This is a package for supporting selenium in Scrapy, also this package is a module in Gerapy.
pip3 install gerapy-selenium
You can use SeleniumRequest
to specify a request which uses selenium to render.
For example:
yield SeleniumRequest(detail_url, callback=self.parse_detail)
And you also need to enable SeleniumMiddleware
in DOWNLOADER_MIDDLEWARES
:
DOWNLOADER_MIDDLEWARES = {
'gerapy_selenium.downloadermiddlewares.SeleniumMiddleware': 543,
}
Congratulate, you've finished the all of the required configuration.
If you run the Spider again, Selenium will be started to render every web page which you configured the request as SeleniumRequest.
GerapySelenium provides some optional settings.
You can directly use Scrapy's setting to set Concurrency of Selenium, for example:
CONCURRENT_REQUESTS = 3
Some website will detect WebDriver or Headless, GerapySelenium can pretend Chromium by inject scripts. This is enabled by default.
You can close it if website does not detect WebDriver to speed up:
GERAPY_SELENIUM_PRETEND = False
Also you can use pretend
attribute in SeleniumRequest
to overwrite this
configuration.
By default, Selenium will log all the debug messages, so GerapySelenium configured the logging level of Selenium to WARNING.

Dataset excerpt
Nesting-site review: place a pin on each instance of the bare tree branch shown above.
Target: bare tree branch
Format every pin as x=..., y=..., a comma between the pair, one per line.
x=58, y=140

What is expected
According to the gerapy-selenium text, what logging level does GerapySelenium set for Selenium?

Answer for this exercise
WARNING